→ SET PROBLEM
Convert the listing below, from its start through the line containing "left=182, top=262, right=266, bottom=398", into a JSON list of strings with one string per line and no blank lines. Leave out the pictures.

Records of labeled boxes
-=-=-

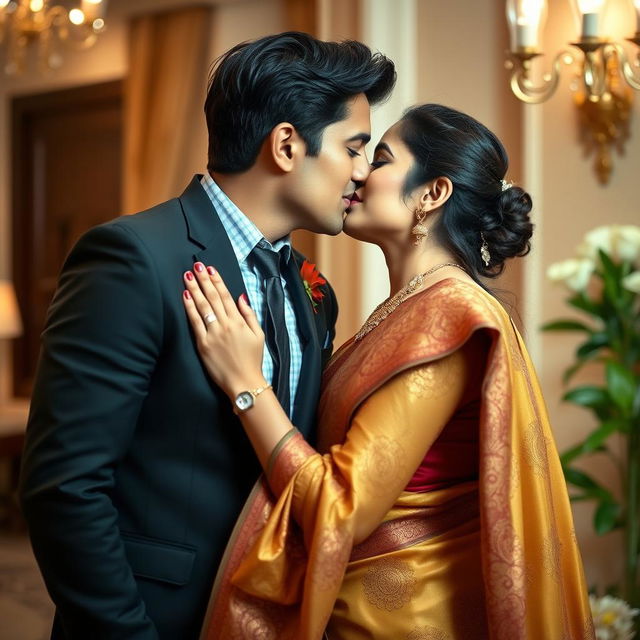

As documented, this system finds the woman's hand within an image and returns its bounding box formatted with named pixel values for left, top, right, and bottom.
left=182, top=262, right=266, bottom=398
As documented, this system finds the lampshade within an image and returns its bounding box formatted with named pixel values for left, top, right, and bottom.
left=506, top=0, right=547, bottom=51
left=0, top=280, right=22, bottom=338
left=574, top=0, right=607, bottom=38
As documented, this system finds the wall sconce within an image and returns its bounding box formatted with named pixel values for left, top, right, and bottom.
left=0, top=0, right=107, bottom=75
left=506, top=0, right=640, bottom=184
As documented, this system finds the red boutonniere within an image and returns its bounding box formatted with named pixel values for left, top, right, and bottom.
left=300, top=260, right=327, bottom=313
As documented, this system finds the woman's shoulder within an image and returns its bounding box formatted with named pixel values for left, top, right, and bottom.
left=385, top=278, right=509, bottom=360
left=408, top=278, right=508, bottom=326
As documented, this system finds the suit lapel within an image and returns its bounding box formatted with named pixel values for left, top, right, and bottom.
left=180, top=175, right=247, bottom=300
left=180, top=175, right=326, bottom=437
left=287, top=252, right=322, bottom=437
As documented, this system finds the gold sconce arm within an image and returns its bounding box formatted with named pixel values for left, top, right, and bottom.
left=507, top=51, right=573, bottom=104
left=604, top=41, right=640, bottom=91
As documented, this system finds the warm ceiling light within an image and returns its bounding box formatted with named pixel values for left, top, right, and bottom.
left=69, top=9, right=84, bottom=25
left=506, top=0, right=640, bottom=184
left=0, top=0, right=107, bottom=75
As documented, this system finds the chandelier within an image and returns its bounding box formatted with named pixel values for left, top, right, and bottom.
left=0, top=0, right=107, bottom=75
left=506, top=0, right=640, bottom=184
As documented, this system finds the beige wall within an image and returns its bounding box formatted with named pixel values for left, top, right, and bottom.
left=530, top=2, right=640, bottom=587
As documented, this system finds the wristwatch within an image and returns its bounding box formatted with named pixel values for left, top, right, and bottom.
left=233, top=384, right=272, bottom=415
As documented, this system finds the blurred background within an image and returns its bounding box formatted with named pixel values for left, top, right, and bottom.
left=0, top=0, right=640, bottom=640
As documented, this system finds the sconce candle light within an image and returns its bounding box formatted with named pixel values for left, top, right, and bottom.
left=0, top=0, right=107, bottom=75
left=506, top=0, right=640, bottom=184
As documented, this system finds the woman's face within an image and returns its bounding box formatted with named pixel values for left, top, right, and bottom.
left=344, top=123, right=422, bottom=244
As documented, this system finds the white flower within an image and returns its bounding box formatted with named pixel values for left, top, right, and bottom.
left=578, top=224, right=640, bottom=262
left=589, top=596, right=640, bottom=640
left=547, top=258, right=595, bottom=291
left=617, top=224, right=640, bottom=262
left=622, top=271, right=640, bottom=293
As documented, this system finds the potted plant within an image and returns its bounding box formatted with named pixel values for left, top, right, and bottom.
left=543, top=225, right=640, bottom=637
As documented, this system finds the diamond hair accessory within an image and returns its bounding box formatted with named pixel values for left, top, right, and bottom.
left=480, top=231, right=491, bottom=267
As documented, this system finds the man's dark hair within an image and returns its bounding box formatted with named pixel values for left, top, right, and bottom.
left=204, top=31, right=396, bottom=173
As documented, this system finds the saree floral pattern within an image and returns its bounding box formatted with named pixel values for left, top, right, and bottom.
left=202, top=279, right=594, bottom=640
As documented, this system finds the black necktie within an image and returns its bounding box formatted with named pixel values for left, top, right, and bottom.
left=252, top=240, right=291, bottom=413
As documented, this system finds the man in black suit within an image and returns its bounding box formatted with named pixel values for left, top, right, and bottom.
left=21, top=33, right=395, bottom=640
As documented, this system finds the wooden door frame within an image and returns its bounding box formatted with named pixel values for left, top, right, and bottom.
left=10, top=80, right=124, bottom=397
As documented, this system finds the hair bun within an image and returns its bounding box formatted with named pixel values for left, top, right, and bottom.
left=482, top=186, right=533, bottom=276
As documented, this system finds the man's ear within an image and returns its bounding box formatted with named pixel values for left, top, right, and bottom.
left=420, top=176, right=453, bottom=211
left=267, top=122, right=307, bottom=173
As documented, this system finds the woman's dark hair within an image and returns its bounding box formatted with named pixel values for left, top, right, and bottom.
left=399, top=104, right=533, bottom=282
left=204, top=31, right=396, bottom=173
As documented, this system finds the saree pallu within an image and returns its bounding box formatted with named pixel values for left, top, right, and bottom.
left=202, top=279, right=595, bottom=640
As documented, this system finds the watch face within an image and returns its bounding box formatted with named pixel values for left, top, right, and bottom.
left=236, top=391, right=253, bottom=411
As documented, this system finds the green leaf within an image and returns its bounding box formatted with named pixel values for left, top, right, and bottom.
left=563, top=467, right=614, bottom=502
left=540, top=320, right=592, bottom=333
left=562, top=385, right=610, bottom=409
left=593, top=500, right=621, bottom=536
left=560, top=440, right=606, bottom=467
left=583, top=419, right=627, bottom=453
left=607, top=361, right=638, bottom=415
left=576, top=331, right=609, bottom=360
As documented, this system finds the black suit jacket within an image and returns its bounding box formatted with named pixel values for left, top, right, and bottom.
left=20, top=176, right=337, bottom=640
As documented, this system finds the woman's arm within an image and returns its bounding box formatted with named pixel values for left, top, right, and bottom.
left=183, top=263, right=294, bottom=471
left=185, top=268, right=472, bottom=543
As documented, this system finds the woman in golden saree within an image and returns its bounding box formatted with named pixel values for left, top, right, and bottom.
left=180, top=105, right=594, bottom=640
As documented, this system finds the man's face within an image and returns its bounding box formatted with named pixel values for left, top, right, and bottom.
left=287, top=94, right=371, bottom=235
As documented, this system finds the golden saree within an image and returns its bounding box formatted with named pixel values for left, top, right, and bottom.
left=202, top=279, right=594, bottom=640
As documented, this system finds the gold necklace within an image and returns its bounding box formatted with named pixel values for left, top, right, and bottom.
left=355, top=262, right=464, bottom=342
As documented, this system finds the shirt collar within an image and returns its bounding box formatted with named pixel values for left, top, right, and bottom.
left=201, top=173, right=291, bottom=263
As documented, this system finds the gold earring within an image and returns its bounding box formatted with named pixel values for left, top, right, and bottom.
left=480, top=231, right=491, bottom=267
left=411, top=209, right=429, bottom=247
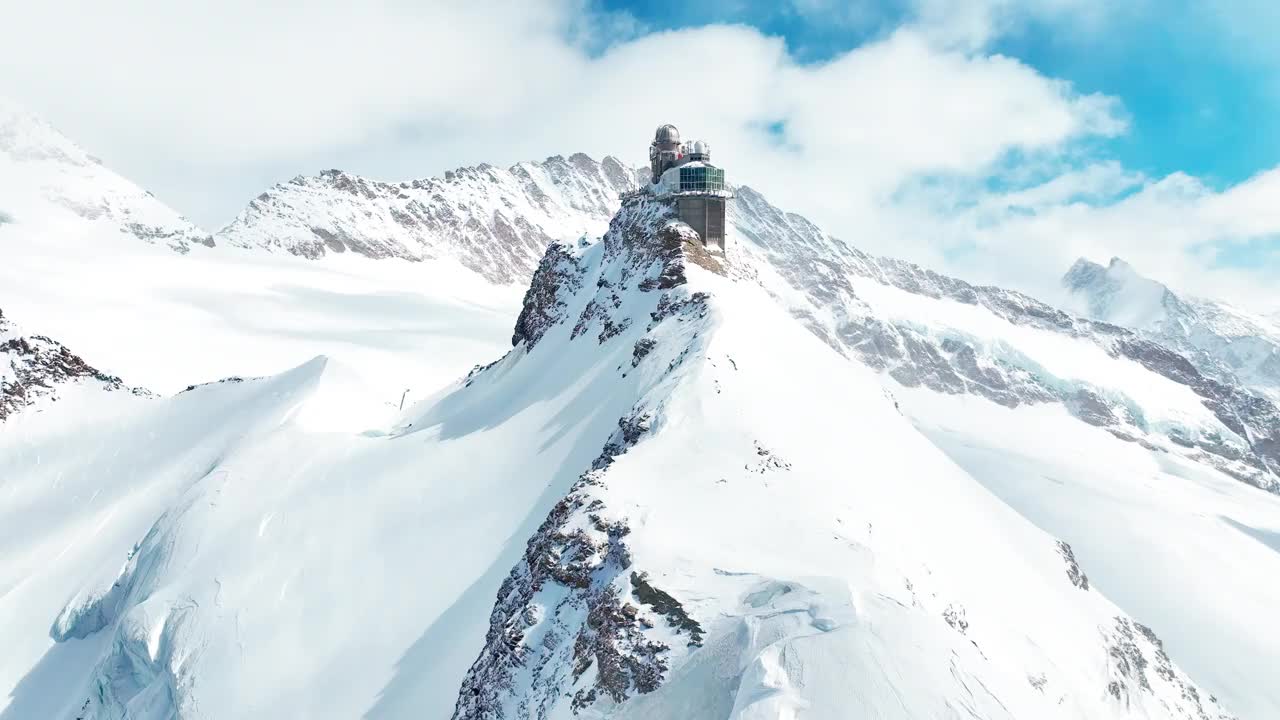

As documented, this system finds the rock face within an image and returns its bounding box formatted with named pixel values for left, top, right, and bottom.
left=0, top=303, right=145, bottom=421
left=453, top=195, right=1230, bottom=720
left=1062, top=258, right=1280, bottom=402
left=0, top=99, right=214, bottom=252
left=453, top=193, right=707, bottom=719
left=733, top=188, right=1280, bottom=492
left=218, top=154, right=635, bottom=283
left=219, top=155, right=1280, bottom=492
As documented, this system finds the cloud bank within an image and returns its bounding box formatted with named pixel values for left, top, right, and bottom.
left=0, top=0, right=1280, bottom=305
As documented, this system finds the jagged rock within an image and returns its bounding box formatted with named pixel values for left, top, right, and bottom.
left=0, top=303, right=147, bottom=421
left=216, top=154, right=635, bottom=283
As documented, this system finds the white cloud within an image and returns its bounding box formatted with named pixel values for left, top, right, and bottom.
left=0, top=0, right=1268, bottom=310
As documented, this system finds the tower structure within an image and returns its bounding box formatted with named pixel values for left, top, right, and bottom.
left=649, top=124, right=733, bottom=255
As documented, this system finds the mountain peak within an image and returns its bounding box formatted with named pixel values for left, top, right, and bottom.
left=218, top=152, right=636, bottom=284
left=0, top=100, right=214, bottom=252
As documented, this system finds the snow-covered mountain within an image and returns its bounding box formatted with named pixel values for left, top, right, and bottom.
left=0, top=97, right=214, bottom=252
left=0, top=197, right=1259, bottom=719
left=0, top=303, right=146, bottom=423
left=1062, top=258, right=1280, bottom=402
left=0, top=107, right=1280, bottom=720
left=218, top=154, right=636, bottom=283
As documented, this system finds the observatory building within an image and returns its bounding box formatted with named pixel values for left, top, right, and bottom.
left=649, top=126, right=733, bottom=255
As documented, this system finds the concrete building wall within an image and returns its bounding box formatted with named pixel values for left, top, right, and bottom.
left=676, top=196, right=724, bottom=252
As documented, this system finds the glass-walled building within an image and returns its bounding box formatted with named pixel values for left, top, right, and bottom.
left=677, top=165, right=724, bottom=192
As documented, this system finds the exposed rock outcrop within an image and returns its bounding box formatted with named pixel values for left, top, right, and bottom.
left=0, top=303, right=146, bottom=421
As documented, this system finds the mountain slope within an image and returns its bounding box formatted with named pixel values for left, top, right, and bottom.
left=1062, top=258, right=1280, bottom=402
left=0, top=303, right=146, bottom=423
left=218, top=154, right=635, bottom=283
left=0, top=99, right=214, bottom=252
left=735, top=188, right=1280, bottom=492
left=0, top=193, right=1249, bottom=719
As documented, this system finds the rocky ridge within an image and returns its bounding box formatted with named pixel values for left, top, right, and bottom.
left=454, top=193, right=710, bottom=719
left=216, top=154, right=645, bottom=283
left=1062, top=258, right=1280, bottom=402
left=0, top=303, right=146, bottom=421
left=453, top=196, right=1230, bottom=720
left=735, top=188, right=1280, bottom=492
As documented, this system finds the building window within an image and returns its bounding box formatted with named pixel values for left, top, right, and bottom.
left=680, top=167, right=724, bottom=192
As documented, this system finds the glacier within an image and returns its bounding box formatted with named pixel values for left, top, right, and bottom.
left=0, top=103, right=1280, bottom=720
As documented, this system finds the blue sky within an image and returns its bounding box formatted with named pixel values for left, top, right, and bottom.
left=599, top=0, right=1280, bottom=188
left=0, top=0, right=1280, bottom=307
left=598, top=0, right=1280, bottom=274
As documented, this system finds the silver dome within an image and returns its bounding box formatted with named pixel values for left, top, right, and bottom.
left=653, top=124, right=680, bottom=143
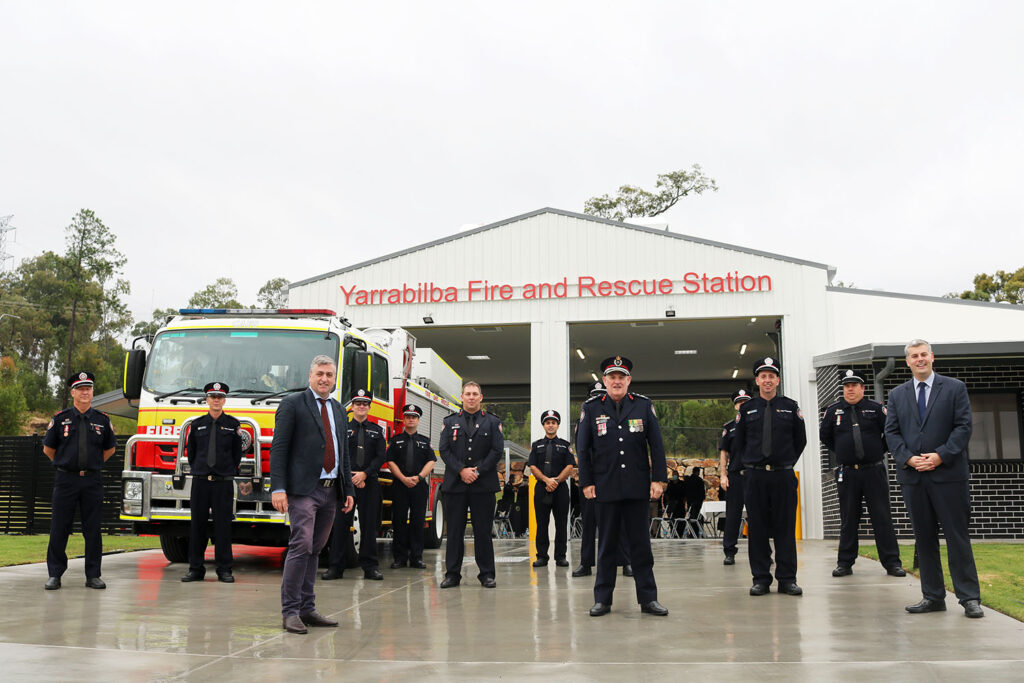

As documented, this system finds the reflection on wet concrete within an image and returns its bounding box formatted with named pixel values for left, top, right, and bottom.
left=0, top=540, right=1024, bottom=681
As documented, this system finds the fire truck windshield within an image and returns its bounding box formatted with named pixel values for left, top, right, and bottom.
left=143, top=329, right=340, bottom=394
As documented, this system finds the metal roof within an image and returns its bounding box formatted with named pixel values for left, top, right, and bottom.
left=813, top=340, right=1024, bottom=368
left=289, top=207, right=836, bottom=289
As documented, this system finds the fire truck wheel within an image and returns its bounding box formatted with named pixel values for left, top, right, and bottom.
left=423, top=492, right=444, bottom=548
left=160, top=533, right=188, bottom=562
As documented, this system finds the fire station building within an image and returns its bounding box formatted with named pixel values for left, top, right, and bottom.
left=289, top=209, right=1024, bottom=539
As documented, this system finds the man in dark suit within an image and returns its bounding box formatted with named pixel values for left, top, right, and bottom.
left=886, top=339, right=985, bottom=618
left=577, top=355, right=669, bottom=616
left=438, top=382, right=505, bottom=588
left=270, top=355, right=355, bottom=633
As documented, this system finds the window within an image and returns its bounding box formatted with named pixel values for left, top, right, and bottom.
left=970, top=393, right=1021, bottom=460
left=370, top=353, right=391, bottom=403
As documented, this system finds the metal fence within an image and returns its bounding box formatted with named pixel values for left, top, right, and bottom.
left=0, top=435, right=131, bottom=533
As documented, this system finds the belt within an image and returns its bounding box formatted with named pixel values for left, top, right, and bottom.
left=57, top=467, right=99, bottom=477
left=840, top=460, right=886, bottom=470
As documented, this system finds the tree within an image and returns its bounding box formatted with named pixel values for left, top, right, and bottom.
left=946, top=268, right=1024, bottom=305
left=131, top=308, right=178, bottom=337
left=584, top=164, right=718, bottom=220
left=256, top=278, right=288, bottom=308
left=58, top=209, right=131, bottom=408
left=188, top=278, right=245, bottom=308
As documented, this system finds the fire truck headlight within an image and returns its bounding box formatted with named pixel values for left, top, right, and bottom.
left=124, top=479, right=142, bottom=501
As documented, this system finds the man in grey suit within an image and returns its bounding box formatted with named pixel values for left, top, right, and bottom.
left=270, top=355, right=355, bottom=633
left=886, top=339, right=985, bottom=618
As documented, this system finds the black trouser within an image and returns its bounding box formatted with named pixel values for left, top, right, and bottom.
left=534, top=481, right=569, bottom=562
left=331, top=477, right=381, bottom=571
left=391, top=479, right=430, bottom=563
left=580, top=496, right=630, bottom=567
left=46, top=470, right=103, bottom=579
left=722, top=470, right=748, bottom=557
left=444, top=490, right=495, bottom=581
left=743, top=468, right=797, bottom=586
left=836, top=464, right=903, bottom=569
left=903, top=481, right=981, bottom=603
left=594, top=500, right=657, bottom=605
left=188, top=474, right=234, bottom=573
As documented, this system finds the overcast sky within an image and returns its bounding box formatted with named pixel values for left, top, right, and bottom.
left=0, top=0, right=1024, bottom=325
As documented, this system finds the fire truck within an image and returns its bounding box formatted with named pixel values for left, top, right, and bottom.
left=120, top=308, right=461, bottom=563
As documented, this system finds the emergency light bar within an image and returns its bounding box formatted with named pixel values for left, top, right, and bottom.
left=178, top=308, right=337, bottom=316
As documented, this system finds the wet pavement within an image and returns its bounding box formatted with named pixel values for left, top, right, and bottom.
left=0, top=539, right=1024, bottom=681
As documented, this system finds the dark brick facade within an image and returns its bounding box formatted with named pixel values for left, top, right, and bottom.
left=808, top=353, right=1024, bottom=540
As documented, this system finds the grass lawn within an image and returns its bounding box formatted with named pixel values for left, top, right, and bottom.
left=860, top=543, right=1024, bottom=622
left=0, top=533, right=160, bottom=566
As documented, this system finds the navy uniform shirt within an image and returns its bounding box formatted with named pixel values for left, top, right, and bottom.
left=187, top=413, right=242, bottom=477
left=386, top=431, right=437, bottom=485
left=731, top=394, right=807, bottom=467
left=438, top=411, right=505, bottom=494
left=718, top=418, right=743, bottom=474
left=818, top=398, right=886, bottom=465
left=577, top=393, right=667, bottom=503
left=348, top=420, right=386, bottom=481
left=526, top=436, right=575, bottom=483
left=43, top=405, right=118, bottom=472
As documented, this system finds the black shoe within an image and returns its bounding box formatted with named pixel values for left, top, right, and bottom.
left=640, top=600, right=669, bottom=616
left=964, top=600, right=985, bottom=618
left=299, top=609, right=338, bottom=627
left=281, top=614, right=309, bottom=633
left=905, top=598, right=946, bottom=614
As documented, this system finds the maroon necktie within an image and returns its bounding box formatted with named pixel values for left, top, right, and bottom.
left=316, top=398, right=334, bottom=474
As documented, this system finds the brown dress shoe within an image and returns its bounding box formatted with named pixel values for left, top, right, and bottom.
left=299, top=609, right=338, bottom=626
left=282, top=614, right=308, bottom=633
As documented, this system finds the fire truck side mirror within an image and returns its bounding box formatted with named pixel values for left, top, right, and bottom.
left=124, top=348, right=145, bottom=399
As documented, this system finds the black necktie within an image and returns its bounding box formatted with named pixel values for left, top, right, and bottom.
left=316, top=398, right=334, bottom=474
left=544, top=438, right=555, bottom=477
left=206, top=420, right=217, bottom=471
left=850, top=405, right=864, bottom=460
left=404, top=436, right=416, bottom=477
left=355, top=422, right=367, bottom=470
left=78, top=413, right=89, bottom=470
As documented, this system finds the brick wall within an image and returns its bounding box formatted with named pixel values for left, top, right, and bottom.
left=808, top=357, right=1024, bottom=539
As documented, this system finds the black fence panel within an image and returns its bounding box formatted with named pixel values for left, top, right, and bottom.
left=0, top=435, right=131, bottom=533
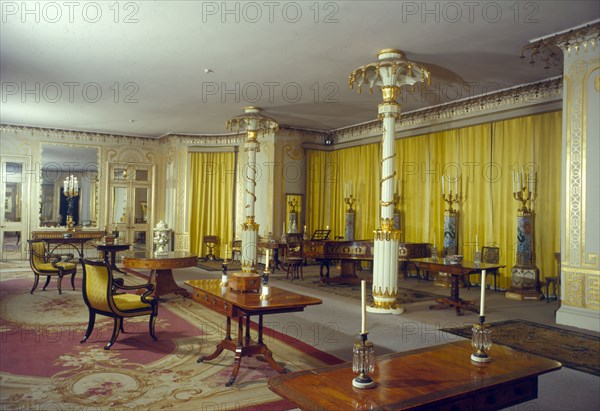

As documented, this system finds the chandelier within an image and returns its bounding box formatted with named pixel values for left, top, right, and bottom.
left=348, top=49, right=431, bottom=102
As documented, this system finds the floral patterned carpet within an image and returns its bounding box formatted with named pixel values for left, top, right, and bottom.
left=0, top=268, right=339, bottom=411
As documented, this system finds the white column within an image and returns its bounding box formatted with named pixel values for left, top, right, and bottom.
left=367, top=99, right=404, bottom=314
left=241, top=136, right=259, bottom=272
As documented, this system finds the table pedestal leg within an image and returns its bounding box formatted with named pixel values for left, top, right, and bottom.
left=150, top=268, right=190, bottom=298
left=197, top=315, right=287, bottom=387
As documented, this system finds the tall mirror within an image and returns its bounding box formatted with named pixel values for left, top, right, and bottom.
left=39, top=143, right=100, bottom=228
left=285, top=194, right=304, bottom=233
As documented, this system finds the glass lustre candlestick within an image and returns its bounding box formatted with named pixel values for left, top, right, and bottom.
left=352, top=332, right=375, bottom=388
left=471, top=315, right=492, bottom=362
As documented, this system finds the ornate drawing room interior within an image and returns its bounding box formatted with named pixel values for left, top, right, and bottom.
left=0, top=1, right=600, bottom=408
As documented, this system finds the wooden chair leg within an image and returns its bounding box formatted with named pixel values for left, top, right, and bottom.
left=104, top=317, right=123, bottom=350
left=42, top=275, right=50, bottom=291
left=80, top=310, right=96, bottom=344
left=29, top=274, right=40, bottom=294
left=149, top=313, right=158, bottom=341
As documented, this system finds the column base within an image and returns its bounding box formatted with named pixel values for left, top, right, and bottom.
left=505, top=265, right=544, bottom=301
left=367, top=301, right=405, bottom=315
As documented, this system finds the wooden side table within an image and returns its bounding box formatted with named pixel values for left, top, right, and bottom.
left=96, top=243, right=130, bottom=274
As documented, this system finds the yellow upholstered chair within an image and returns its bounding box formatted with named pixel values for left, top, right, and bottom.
left=27, top=240, right=77, bottom=294
left=80, top=258, right=158, bottom=350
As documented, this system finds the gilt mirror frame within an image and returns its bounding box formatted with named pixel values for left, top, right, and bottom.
left=38, top=142, right=101, bottom=229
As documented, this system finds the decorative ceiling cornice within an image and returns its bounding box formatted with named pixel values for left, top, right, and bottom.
left=521, top=21, right=600, bottom=72
left=0, top=124, right=157, bottom=147
left=0, top=76, right=563, bottom=147
left=332, top=77, right=562, bottom=145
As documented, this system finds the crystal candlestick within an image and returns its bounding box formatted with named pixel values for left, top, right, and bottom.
left=471, top=315, right=492, bottom=362
left=352, top=332, right=375, bottom=388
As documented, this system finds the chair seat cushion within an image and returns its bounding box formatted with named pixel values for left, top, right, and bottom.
left=113, top=294, right=151, bottom=311
left=37, top=261, right=77, bottom=272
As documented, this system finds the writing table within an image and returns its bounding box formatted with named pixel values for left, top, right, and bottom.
left=269, top=341, right=562, bottom=411
left=410, top=258, right=504, bottom=315
left=185, top=280, right=323, bottom=386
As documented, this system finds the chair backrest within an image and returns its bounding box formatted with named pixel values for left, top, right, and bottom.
left=27, top=240, right=48, bottom=268
left=481, top=246, right=500, bottom=264
left=80, top=258, right=113, bottom=311
left=285, top=233, right=303, bottom=258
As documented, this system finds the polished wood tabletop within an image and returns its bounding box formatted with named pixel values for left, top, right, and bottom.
left=269, top=341, right=562, bottom=410
left=123, top=251, right=198, bottom=298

-=-=-

→ REPLY TO THE TASK
[
  "As documented, this system finds the woman's hand within an image and returns its bounding box formatted with named pixel values for left, top, right, and bottom.",
  "left=182, top=262, right=266, bottom=398"
]